EXTRACTED TEXT:
Under Tier 1 capital, the components are Common Equity Tier 1 (CET1) and Additional Tier 1 (AT1).
CET1 consists mainly of common shares equity plus retained earnings and minority interests.
AT1 consists of perpetual bonds with no maturity.
Under Tier 2 capital, it consists of unsecured bullet bonds of max maturity of 5 years.
If a bank collapses, Tier 1 capital investors would be wiped out first, followed by Tier 2 investors, lastly the depositors.
A bank would have to incur cost for its capital. Eg, coupons for bonds issued. DBS does not earn interest income from its $11b excess capital. On the contrary, it needs to pay money for them. DBS bonds and perpetual bonds coupon ranges from 3% to 5+% depending on the denominated currency. However, a ball park 4% funding cost for AT1 and Tier 2 bonds is reasonable.
Henceforth, if DBS was to return all excess $11b capital, it would save $500m of funding cost annually which would boost bottomline. This $500m savings is not an one-off but is recurring in nature. For context, that would be a 5% earnings growth on a $10b profit. 

As of 31 December 2024, shareholders funds and total equity around 62B, CET1 capital @ 54B, Tier 1 capital @ 56B and total capital(Tier 1 & 2) @ 59B. I am not sure where to look at based on your comments. I am not an expert on bank, just leave it until I have a better understanding.

INFORMATION SUPPLIED:
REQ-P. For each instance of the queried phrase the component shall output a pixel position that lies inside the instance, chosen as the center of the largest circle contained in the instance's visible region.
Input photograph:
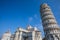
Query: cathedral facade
(50, 26)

TO-DO LIST:
1. Answer these from the bank capital text:
(a) What does AT1 consist of?
(b) What is the maximum maturity of the unsecured bullet bonds under Tier 2 capital?
(c) As of 31 December 2024, what was the Tier 1 capital figure?
2. Repeat part of the bank capital text word for word, beginning at the words "Under Tier 2" and stopping after "bonds is reasonable.".
Rely only on the bank capital text, not on the material.

SOLVED PROBLEMS:
1.
(a) Perpetual bonds with no maturity.
(b) 5 years.
(c) 56B.

2.
Under Tier 2 capital, it consists of unsecured bullet bonds of max maturity of 5 years.
If a bank collapses, Tier 1 capital investors would be wiped out first, followed by Tier 2 investors, lastly the depositors.
A bank would have to incur cost for its capital. Eg, coupons for bonds issued. DBS does not earn interest income from its $11b excess capital. On the contrary, it needs to pay money for them. DBS bonds and perpetual bonds coupon ranges from 3% to 5+% depending on the denominated currency. However, a ball park 4% funding cost for AT1 and Tier 2 bonds is reasonable.